Rows from a dataset of box labels:
##########
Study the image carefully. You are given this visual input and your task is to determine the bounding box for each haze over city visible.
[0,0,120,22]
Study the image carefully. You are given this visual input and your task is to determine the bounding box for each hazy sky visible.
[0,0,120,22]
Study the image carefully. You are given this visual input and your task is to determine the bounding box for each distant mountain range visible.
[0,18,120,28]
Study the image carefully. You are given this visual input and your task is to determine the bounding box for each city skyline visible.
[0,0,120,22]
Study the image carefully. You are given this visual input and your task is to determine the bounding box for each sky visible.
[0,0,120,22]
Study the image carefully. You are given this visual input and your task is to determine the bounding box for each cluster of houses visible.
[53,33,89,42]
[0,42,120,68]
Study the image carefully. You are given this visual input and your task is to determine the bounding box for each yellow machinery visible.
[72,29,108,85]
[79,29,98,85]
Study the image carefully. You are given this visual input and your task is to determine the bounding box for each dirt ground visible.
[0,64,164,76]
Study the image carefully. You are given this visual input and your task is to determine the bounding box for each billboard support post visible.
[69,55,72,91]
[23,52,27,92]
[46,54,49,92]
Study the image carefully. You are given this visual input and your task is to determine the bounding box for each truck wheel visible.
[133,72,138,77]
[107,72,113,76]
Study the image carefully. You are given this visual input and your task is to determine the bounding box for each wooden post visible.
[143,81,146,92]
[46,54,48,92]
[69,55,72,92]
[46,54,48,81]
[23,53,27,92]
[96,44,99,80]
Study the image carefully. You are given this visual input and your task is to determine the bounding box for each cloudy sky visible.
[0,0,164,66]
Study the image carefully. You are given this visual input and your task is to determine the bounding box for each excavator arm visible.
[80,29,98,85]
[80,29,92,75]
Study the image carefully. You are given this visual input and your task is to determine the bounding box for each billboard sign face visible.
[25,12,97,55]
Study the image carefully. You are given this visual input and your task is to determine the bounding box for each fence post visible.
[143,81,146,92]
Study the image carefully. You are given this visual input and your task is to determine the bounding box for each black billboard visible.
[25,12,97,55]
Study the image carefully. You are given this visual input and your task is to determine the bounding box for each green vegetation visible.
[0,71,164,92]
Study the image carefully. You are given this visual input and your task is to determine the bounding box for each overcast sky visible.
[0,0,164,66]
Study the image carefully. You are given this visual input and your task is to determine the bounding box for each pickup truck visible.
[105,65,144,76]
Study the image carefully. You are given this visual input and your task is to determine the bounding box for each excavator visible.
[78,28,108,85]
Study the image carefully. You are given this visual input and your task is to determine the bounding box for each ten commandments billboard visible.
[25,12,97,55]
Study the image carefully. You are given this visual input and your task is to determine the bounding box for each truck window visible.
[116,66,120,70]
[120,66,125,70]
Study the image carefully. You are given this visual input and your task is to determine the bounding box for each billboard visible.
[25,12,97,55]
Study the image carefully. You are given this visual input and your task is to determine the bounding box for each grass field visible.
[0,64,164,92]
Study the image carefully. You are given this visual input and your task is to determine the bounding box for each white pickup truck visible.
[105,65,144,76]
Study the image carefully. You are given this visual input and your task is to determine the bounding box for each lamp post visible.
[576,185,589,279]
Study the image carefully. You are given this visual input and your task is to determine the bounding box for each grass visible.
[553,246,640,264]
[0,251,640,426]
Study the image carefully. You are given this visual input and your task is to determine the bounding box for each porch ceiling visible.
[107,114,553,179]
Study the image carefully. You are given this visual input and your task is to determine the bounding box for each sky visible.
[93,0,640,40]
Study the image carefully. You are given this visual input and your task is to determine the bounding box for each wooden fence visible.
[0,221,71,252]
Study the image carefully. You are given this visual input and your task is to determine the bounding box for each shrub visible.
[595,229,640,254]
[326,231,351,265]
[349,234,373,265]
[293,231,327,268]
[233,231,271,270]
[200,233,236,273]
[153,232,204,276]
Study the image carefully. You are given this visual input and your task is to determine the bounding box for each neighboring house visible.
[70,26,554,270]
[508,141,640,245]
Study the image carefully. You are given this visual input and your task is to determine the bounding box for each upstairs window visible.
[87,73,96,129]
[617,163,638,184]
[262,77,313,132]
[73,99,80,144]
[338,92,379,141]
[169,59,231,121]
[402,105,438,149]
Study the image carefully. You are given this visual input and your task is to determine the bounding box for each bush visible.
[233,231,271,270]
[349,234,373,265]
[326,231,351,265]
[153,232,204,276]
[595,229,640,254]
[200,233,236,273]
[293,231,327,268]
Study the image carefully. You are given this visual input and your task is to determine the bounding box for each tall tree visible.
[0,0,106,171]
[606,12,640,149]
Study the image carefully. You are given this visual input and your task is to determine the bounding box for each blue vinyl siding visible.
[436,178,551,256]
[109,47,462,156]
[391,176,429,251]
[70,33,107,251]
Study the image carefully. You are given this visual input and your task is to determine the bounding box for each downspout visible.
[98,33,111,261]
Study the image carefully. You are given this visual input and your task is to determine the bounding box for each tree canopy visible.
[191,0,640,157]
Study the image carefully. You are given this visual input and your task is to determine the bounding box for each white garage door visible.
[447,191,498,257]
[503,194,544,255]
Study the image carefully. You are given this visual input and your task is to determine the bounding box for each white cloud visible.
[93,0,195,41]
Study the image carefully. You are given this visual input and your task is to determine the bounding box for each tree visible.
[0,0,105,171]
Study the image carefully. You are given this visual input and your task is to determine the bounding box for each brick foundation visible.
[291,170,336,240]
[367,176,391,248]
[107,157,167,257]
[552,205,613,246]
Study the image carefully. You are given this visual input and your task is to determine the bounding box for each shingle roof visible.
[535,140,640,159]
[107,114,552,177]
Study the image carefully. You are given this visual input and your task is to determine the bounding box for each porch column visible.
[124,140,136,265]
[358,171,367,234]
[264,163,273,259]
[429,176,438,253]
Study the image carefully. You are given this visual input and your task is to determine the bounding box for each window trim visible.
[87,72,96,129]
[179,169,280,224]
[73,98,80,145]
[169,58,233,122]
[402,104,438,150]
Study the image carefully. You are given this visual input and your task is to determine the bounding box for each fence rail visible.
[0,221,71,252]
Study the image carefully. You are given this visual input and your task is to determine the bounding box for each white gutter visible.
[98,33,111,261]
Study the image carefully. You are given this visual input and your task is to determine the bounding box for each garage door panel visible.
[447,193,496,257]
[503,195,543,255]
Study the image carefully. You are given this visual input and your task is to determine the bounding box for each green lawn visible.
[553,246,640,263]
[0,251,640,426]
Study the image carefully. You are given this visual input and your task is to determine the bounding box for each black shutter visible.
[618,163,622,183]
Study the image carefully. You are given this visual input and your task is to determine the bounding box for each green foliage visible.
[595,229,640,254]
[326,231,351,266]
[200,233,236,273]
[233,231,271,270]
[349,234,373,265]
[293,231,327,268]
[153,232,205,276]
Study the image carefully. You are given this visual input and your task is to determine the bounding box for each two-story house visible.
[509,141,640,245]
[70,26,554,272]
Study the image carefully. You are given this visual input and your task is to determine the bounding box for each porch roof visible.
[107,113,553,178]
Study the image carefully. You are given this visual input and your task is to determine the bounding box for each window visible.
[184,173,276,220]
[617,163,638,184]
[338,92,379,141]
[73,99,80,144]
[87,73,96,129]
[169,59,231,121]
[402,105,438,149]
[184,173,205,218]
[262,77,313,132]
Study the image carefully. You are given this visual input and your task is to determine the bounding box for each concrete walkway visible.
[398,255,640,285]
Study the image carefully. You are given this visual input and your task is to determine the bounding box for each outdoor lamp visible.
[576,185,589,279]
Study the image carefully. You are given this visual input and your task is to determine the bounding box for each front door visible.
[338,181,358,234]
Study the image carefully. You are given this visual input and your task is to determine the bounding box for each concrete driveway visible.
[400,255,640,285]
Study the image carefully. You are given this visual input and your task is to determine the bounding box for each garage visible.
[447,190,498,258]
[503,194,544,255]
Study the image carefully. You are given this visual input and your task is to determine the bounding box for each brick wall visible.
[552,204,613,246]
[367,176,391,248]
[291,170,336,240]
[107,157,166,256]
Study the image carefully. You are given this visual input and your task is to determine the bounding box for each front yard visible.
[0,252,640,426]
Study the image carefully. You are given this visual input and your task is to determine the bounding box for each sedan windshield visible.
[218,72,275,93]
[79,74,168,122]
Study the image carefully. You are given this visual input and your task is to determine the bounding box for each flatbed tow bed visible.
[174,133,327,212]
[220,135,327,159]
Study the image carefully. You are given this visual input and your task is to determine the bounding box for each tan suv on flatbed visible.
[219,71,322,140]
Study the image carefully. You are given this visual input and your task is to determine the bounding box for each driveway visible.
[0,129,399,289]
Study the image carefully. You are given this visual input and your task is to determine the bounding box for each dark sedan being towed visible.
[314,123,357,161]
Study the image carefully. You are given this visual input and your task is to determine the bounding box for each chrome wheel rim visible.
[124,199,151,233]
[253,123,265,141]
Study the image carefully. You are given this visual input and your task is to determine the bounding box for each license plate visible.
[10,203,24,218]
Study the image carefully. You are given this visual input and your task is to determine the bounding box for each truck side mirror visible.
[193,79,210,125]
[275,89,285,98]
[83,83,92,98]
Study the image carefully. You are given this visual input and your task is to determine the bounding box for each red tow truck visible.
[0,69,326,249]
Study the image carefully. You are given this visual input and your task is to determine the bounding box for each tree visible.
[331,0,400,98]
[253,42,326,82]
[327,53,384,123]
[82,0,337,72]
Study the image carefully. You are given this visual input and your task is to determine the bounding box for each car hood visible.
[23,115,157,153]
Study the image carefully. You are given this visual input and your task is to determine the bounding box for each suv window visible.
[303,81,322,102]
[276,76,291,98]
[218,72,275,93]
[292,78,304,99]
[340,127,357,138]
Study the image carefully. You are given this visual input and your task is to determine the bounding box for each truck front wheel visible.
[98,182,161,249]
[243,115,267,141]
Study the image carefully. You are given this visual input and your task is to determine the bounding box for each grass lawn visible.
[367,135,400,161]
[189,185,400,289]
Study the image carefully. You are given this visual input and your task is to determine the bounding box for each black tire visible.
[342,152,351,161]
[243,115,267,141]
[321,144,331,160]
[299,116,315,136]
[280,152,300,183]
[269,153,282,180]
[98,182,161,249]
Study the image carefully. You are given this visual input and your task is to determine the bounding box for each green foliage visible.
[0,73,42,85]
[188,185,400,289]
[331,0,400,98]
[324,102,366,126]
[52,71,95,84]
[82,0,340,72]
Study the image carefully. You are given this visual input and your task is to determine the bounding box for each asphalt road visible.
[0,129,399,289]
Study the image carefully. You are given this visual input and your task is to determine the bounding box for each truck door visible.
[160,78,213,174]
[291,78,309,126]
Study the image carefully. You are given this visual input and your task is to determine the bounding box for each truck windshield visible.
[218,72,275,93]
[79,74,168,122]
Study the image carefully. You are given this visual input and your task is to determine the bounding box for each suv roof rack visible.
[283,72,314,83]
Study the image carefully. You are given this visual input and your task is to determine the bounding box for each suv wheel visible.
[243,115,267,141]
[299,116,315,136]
##########
- _Work required_: Filter the material above down to every line that contains the string "pickup", and copy those lines out.

- _Worked answer_:
Study the image carefully. You are given this visual input and your task is to determine the bounding box for each pickup truck visible.
Study the image carefully. You are given this visual input and your task is to determine the bounding box for each white pickup truck visible.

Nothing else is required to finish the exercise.